→ Document extract
····················
What a confusing title that is. Let’s start simple.
With the increasing worldwide concern regarding energy generation and renewable energy sources, governments are looking towards cheap energy generation methods that don’t consume as much natural non-renewable resources and don’t harm the environment.
Coal fired power plants and nuclear power plants, while effective and efficient as far as power generation is considered, consume precious resources like natural coal and nuclear material and at the same time, pollute the environment.
The most convenient modern solution to solve the problem of cheap and safe energy generation is the usage of solar panels; easy enough to be integrated with any building, roadside, product, vehicle; solar panels are a hot topic of research all over the world.
With mechanical engineers researching the heat generation from solar panels, electrical engineers improving the efficiency of solar power plants, software engineers optimizing the angles of solar panels in the environment to maximize power generation and electronics engineers working on the design of a solar panel and a photovoltaic cell, the knowledge and application scope of solar panels is certainly expanding exponentially.
Wait, what are photovoltaic cells?
Photovoltaic cells are what solar panels are made of. Photovoltaic, as the name clearly suggests, means generation of voltage or electricity from light. Made of flat chips of semi-conductor materials like Silicon, a solar panel is a collection of tiny photovoltaic cells exposed to sunlight.
So what sort of research is done to improve the working of photo-voltaic cells?
We of course maximize the efficiency of a single cell so that it would create more energy in less time and less light intensity, we certainly optimize the angle of solar panels against sun rays to make sure that the solar panel is fully exposed to sunlight; optimization of the angle of a solar panel is quite convenient if it is to be done in a solar plant as the solar panels are attached to stationary supports that move with the progression of time throughout the day such that the panel continuously faces the sun. However, the same traditional approach is not applicable to most modern applications such as solar powered drones, planes, cars bikes and robots.
····················
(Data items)
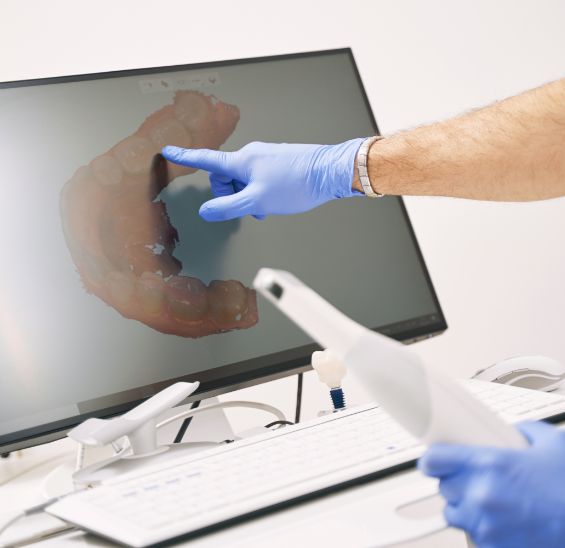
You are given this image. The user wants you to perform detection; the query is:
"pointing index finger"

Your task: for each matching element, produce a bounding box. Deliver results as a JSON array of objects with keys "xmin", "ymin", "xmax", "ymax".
[{"xmin": 162, "ymin": 146, "xmax": 237, "ymax": 178}]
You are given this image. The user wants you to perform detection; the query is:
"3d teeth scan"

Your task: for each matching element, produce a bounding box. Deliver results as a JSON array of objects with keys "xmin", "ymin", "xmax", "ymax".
[{"xmin": 0, "ymin": 50, "xmax": 446, "ymax": 450}]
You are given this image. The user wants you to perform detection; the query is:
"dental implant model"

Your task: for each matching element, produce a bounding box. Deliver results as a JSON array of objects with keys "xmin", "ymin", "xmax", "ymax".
[{"xmin": 312, "ymin": 350, "xmax": 347, "ymax": 411}]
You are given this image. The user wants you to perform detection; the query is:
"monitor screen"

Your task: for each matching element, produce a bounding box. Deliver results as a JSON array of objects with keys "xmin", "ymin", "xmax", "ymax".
[{"xmin": 0, "ymin": 50, "xmax": 446, "ymax": 448}]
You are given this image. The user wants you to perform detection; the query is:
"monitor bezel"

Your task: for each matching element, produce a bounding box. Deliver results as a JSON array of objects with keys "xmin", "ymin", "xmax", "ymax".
[{"xmin": 0, "ymin": 48, "xmax": 447, "ymax": 454}]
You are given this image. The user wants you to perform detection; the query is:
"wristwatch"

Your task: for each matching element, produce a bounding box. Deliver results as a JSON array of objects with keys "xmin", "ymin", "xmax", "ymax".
[{"xmin": 357, "ymin": 135, "xmax": 384, "ymax": 198}]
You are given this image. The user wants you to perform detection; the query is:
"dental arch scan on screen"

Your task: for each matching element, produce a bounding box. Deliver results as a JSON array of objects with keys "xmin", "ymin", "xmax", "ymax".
[{"xmin": 0, "ymin": 51, "xmax": 443, "ymax": 444}]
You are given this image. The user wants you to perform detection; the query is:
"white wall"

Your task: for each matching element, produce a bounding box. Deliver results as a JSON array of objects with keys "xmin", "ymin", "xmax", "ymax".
[{"xmin": 0, "ymin": 0, "xmax": 565, "ymax": 422}]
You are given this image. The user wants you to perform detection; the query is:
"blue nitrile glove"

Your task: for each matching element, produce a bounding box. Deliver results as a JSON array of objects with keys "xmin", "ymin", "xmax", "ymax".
[
  {"xmin": 163, "ymin": 138, "xmax": 363, "ymax": 221},
  {"xmin": 418, "ymin": 422, "xmax": 565, "ymax": 548}
]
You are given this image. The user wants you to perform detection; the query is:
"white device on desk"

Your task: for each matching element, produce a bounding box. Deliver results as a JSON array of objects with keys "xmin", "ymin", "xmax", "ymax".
[
  {"xmin": 44, "ymin": 269, "xmax": 565, "ymax": 546},
  {"xmin": 473, "ymin": 356, "xmax": 565, "ymax": 392},
  {"xmin": 253, "ymin": 268, "xmax": 526, "ymax": 448},
  {"xmin": 47, "ymin": 380, "xmax": 565, "ymax": 547}
]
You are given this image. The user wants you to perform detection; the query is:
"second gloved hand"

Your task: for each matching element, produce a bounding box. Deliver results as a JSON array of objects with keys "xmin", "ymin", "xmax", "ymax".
[
  {"xmin": 163, "ymin": 138, "xmax": 363, "ymax": 221},
  {"xmin": 418, "ymin": 422, "xmax": 565, "ymax": 548}
]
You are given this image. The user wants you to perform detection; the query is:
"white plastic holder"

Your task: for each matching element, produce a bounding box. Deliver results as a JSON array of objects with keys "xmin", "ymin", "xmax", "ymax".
[{"xmin": 67, "ymin": 382, "xmax": 199, "ymax": 458}]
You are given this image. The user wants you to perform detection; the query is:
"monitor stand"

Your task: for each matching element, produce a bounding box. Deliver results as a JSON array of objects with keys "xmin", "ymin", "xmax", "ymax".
[{"xmin": 41, "ymin": 398, "xmax": 235, "ymax": 499}]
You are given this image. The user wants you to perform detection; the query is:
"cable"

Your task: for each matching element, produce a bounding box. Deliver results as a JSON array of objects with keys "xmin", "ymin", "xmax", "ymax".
[
  {"xmin": 157, "ymin": 401, "xmax": 286, "ymax": 428},
  {"xmin": 173, "ymin": 400, "xmax": 201, "ymax": 443},
  {"xmin": 294, "ymin": 373, "xmax": 304, "ymax": 424}
]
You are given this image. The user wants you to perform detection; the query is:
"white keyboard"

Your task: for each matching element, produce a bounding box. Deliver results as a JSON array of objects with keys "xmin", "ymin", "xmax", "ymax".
[{"xmin": 48, "ymin": 380, "xmax": 565, "ymax": 546}]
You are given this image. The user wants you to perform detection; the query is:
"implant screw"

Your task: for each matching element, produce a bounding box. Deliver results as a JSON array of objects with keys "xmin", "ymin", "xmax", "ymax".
[{"xmin": 330, "ymin": 388, "xmax": 345, "ymax": 411}]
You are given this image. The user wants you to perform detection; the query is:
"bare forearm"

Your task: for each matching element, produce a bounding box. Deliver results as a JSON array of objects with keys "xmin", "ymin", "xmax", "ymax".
[{"xmin": 354, "ymin": 79, "xmax": 565, "ymax": 201}]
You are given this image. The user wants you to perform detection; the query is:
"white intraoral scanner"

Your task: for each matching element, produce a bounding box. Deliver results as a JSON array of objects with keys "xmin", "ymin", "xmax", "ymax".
[{"xmin": 253, "ymin": 268, "xmax": 527, "ymax": 448}]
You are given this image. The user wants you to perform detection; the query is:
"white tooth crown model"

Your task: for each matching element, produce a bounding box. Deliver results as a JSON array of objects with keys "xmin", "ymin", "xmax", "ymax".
[{"xmin": 253, "ymin": 268, "xmax": 527, "ymax": 448}]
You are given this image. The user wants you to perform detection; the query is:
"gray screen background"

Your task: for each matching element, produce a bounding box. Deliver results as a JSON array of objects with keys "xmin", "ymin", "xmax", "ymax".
[{"xmin": 0, "ymin": 53, "xmax": 437, "ymax": 434}]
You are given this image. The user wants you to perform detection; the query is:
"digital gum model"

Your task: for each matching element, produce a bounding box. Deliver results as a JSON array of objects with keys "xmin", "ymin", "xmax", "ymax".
[{"xmin": 60, "ymin": 90, "xmax": 258, "ymax": 338}]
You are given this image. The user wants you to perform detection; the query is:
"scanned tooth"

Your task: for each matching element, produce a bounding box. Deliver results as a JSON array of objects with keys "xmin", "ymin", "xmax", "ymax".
[
  {"xmin": 90, "ymin": 154, "xmax": 122, "ymax": 186},
  {"xmin": 166, "ymin": 276, "xmax": 208, "ymax": 322},
  {"xmin": 174, "ymin": 92, "xmax": 213, "ymax": 134},
  {"xmin": 208, "ymin": 280, "xmax": 247, "ymax": 326},
  {"xmin": 113, "ymin": 135, "xmax": 158, "ymax": 175},
  {"xmin": 106, "ymin": 271, "xmax": 135, "ymax": 306},
  {"xmin": 137, "ymin": 272, "xmax": 165, "ymax": 315},
  {"xmin": 61, "ymin": 167, "xmax": 106, "ymax": 255},
  {"xmin": 150, "ymin": 118, "xmax": 192, "ymax": 150}
]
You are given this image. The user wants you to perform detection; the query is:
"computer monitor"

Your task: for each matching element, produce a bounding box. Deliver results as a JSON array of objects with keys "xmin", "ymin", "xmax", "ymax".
[{"xmin": 0, "ymin": 49, "xmax": 446, "ymax": 452}]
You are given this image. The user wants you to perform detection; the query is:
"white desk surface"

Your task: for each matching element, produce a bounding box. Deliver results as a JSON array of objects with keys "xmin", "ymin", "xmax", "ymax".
[
  {"xmin": 0, "ymin": 440, "xmax": 467, "ymax": 548},
  {"xmin": 0, "ymin": 408, "xmax": 467, "ymax": 548}
]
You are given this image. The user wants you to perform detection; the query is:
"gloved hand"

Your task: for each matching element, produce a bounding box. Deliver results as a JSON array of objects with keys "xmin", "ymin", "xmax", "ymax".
[
  {"xmin": 418, "ymin": 422, "xmax": 565, "ymax": 548},
  {"xmin": 162, "ymin": 138, "xmax": 363, "ymax": 221}
]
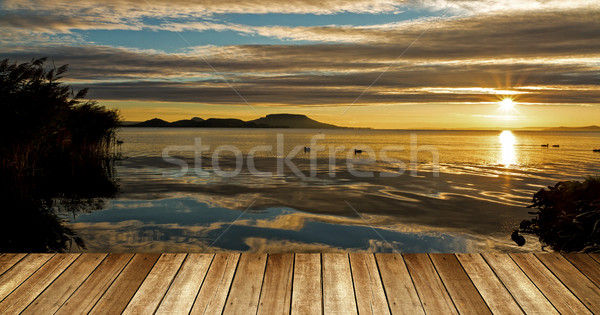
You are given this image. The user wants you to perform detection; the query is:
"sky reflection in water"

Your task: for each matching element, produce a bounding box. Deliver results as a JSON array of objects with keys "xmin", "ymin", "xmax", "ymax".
[{"xmin": 64, "ymin": 129, "xmax": 600, "ymax": 252}]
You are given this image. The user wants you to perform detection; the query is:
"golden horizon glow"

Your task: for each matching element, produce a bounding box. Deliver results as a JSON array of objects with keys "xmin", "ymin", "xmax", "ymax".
[{"xmin": 498, "ymin": 97, "xmax": 516, "ymax": 111}]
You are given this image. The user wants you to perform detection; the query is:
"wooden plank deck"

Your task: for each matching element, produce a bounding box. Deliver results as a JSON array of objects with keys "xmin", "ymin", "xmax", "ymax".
[{"xmin": 0, "ymin": 253, "xmax": 600, "ymax": 314}]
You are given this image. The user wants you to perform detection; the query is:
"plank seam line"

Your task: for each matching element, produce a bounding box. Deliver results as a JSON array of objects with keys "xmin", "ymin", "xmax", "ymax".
[
  {"xmin": 344, "ymin": 253, "xmax": 358, "ymax": 314},
  {"xmin": 255, "ymin": 254, "xmax": 271, "ymax": 314},
  {"xmin": 288, "ymin": 253, "xmax": 296, "ymax": 314},
  {"xmin": 425, "ymin": 254, "xmax": 460, "ymax": 314},
  {"xmin": 118, "ymin": 253, "xmax": 164, "ymax": 313},
  {"xmin": 188, "ymin": 253, "xmax": 217, "ymax": 315},
  {"xmin": 506, "ymin": 254, "xmax": 571, "ymax": 314},
  {"xmin": 533, "ymin": 254, "xmax": 594, "ymax": 314},
  {"xmin": 0, "ymin": 254, "xmax": 56, "ymax": 303},
  {"xmin": 373, "ymin": 254, "xmax": 396, "ymax": 314},
  {"xmin": 54, "ymin": 254, "xmax": 108, "ymax": 313},
  {"xmin": 152, "ymin": 253, "xmax": 190, "ymax": 314},
  {"xmin": 85, "ymin": 254, "xmax": 137, "ymax": 313},
  {"xmin": 220, "ymin": 254, "xmax": 242, "ymax": 314},
  {"xmin": 0, "ymin": 253, "xmax": 29, "ymax": 277},
  {"xmin": 477, "ymin": 254, "xmax": 527, "ymax": 314},
  {"xmin": 19, "ymin": 254, "xmax": 81, "ymax": 313},
  {"xmin": 400, "ymin": 254, "xmax": 427, "ymax": 314},
  {"xmin": 560, "ymin": 253, "xmax": 600, "ymax": 289}
]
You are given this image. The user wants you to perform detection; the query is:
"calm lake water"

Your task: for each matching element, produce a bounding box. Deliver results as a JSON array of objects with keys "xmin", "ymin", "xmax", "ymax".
[{"xmin": 64, "ymin": 128, "xmax": 600, "ymax": 252}]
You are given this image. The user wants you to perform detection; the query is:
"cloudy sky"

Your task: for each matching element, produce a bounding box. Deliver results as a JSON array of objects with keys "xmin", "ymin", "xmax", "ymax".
[{"xmin": 0, "ymin": 0, "xmax": 600, "ymax": 128}]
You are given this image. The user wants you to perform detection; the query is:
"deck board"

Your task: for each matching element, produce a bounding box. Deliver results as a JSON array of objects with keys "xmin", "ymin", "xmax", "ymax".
[
  {"xmin": 91, "ymin": 254, "xmax": 160, "ymax": 314},
  {"xmin": 535, "ymin": 253, "xmax": 600, "ymax": 314},
  {"xmin": 402, "ymin": 254, "xmax": 458, "ymax": 314},
  {"xmin": 22, "ymin": 254, "xmax": 107, "ymax": 314},
  {"xmin": 223, "ymin": 253, "xmax": 267, "ymax": 314},
  {"xmin": 510, "ymin": 254, "xmax": 591, "ymax": 314},
  {"xmin": 0, "ymin": 253, "xmax": 600, "ymax": 314},
  {"xmin": 0, "ymin": 254, "xmax": 79, "ymax": 314},
  {"xmin": 56, "ymin": 254, "xmax": 133, "ymax": 315},
  {"xmin": 291, "ymin": 253, "xmax": 323, "ymax": 315},
  {"xmin": 321, "ymin": 253, "xmax": 357, "ymax": 314},
  {"xmin": 258, "ymin": 253, "xmax": 294, "ymax": 314},
  {"xmin": 429, "ymin": 254, "xmax": 491, "ymax": 314},
  {"xmin": 156, "ymin": 254, "xmax": 214, "ymax": 314},
  {"xmin": 456, "ymin": 254, "xmax": 523, "ymax": 314}
]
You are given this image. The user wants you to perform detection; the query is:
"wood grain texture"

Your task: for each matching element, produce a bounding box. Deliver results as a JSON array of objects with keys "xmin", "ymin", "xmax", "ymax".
[
  {"xmin": 563, "ymin": 254, "xmax": 600, "ymax": 287},
  {"xmin": 375, "ymin": 254, "xmax": 425, "ymax": 314},
  {"xmin": 483, "ymin": 254, "xmax": 558, "ymax": 314},
  {"xmin": 510, "ymin": 254, "xmax": 591, "ymax": 314},
  {"xmin": 223, "ymin": 253, "xmax": 267, "ymax": 314},
  {"xmin": 535, "ymin": 253, "xmax": 600, "ymax": 314},
  {"xmin": 123, "ymin": 254, "xmax": 187, "ymax": 314},
  {"xmin": 258, "ymin": 254, "xmax": 294, "ymax": 314},
  {"xmin": 91, "ymin": 254, "xmax": 160, "ymax": 314},
  {"xmin": 156, "ymin": 254, "xmax": 215, "ymax": 314},
  {"xmin": 22, "ymin": 254, "xmax": 107, "ymax": 314},
  {"xmin": 292, "ymin": 253, "xmax": 323, "ymax": 315},
  {"xmin": 456, "ymin": 254, "xmax": 523, "ymax": 314},
  {"xmin": 191, "ymin": 253, "xmax": 240, "ymax": 314},
  {"xmin": 349, "ymin": 254, "xmax": 390, "ymax": 314},
  {"xmin": 321, "ymin": 253, "xmax": 358, "ymax": 314},
  {"xmin": 429, "ymin": 254, "xmax": 491, "ymax": 314},
  {"xmin": 56, "ymin": 254, "xmax": 133, "ymax": 315},
  {"xmin": 0, "ymin": 254, "xmax": 27, "ymax": 278},
  {"xmin": 0, "ymin": 254, "xmax": 79, "ymax": 314},
  {"xmin": 402, "ymin": 254, "xmax": 458, "ymax": 314},
  {"xmin": 0, "ymin": 254, "xmax": 54, "ymax": 301}
]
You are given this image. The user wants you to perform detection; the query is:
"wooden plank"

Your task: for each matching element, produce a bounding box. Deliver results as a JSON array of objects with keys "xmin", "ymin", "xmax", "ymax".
[
  {"xmin": 223, "ymin": 253, "xmax": 267, "ymax": 314},
  {"xmin": 292, "ymin": 253, "xmax": 323, "ymax": 315},
  {"xmin": 123, "ymin": 253, "xmax": 187, "ymax": 314},
  {"xmin": 402, "ymin": 254, "xmax": 458, "ymax": 314},
  {"xmin": 535, "ymin": 253, "xmax": 600, "ymax": 314},
  {"xmin": 349, "ymin": 253, "xmax": 390, "ymax": 314},
  {"xmin": 56, "ymin": 254, "xmax": 133, "ymax": 315},
  {"xmin": 321, "ymin": 253, "xmax": 358, "ymax": 314},
  {"xmin": 258, "ymin": 254, "xmax": 294, "ymax": 314},
  {"xmin": 22, "ymin": 254, "xmax": 106, "ymax": 314},
  {"xmin": 483, "ymin": 254, "xmax": 558, "ymax": 314},
  {"xmin": 157, "ymin": 254, "xmax": 215, "ymax": 314},
  {"xmin": 0, "ymin": 254, "xmax": 79, "ymax": 314},
  {"xmin": 0, "ymin": 254, "xmax": 27, "ymax": 278},
  {"xmin": 91, "ymin": 254, "xmax": 160, "ymax": 314},
  {"xmin": 456, "ymin": 254, "xmax": 523, "ymax": 314},
  {"xmin": 0, "ymin": 254, "xmax": 54, "ymax": 301},
  {"xmin": 375, "ymin": 254, "xmax": 425, "ymax": 314},
  {"xmin": 563, "ymin": 254, "xmax": 600, "ymax": 287},
  {"xmin": 190, "ymin": 253, "xmax": 240, "ymax": 314},
  {"xmin": 588, "ymin": 253, "xmax": 600, "ymax": 263},
  {"xmin": 429, "ymin": 254, "xmax": 491, "ymax": 314},
  {"xmin": 510, "ymin": 254, "xmax": 591, "ymax": 314}
]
····················
→ Problem
Continue the article on solar panels and photovoltaic cells from the point where it stops.

→ Exercise output
The research publication Ultra-wide angle solar collection top-layer for commercial photo-voltaic panels by Rakan Alsaigh, Raulf Bauer and Martin Lavery implements a novel approach towards solving the problem that is optimization of the solar panels as per the location of the sun.
Their Solution: They present a novel approach that combines a commercial photovoltaic panel fitted with a 3D-printed ultra-wide viewing angle lens-let array top-layer to give over 100% gain in the open circuit voltage produced by the panel at an incidence angle of 75 degrees, with no significant losses at normal incidence, leading to a full hemispheric gain of 15.6%.
Simulation Results: Comsol Multiphysics was used to create a 2D ray tracing simulation of the double lens-let array. The lens-lets were modelled using a CAD design. The ray power at the input plane of the solar panel was accumulated over the full time steps for each orientation, combined with the incident angle of each ray being guided to the solar panel interface. This confirmed the transformation of incident angles into the panel’s conversion range; essentially verifying the effectiveness achieved with the use of the double lens-let array.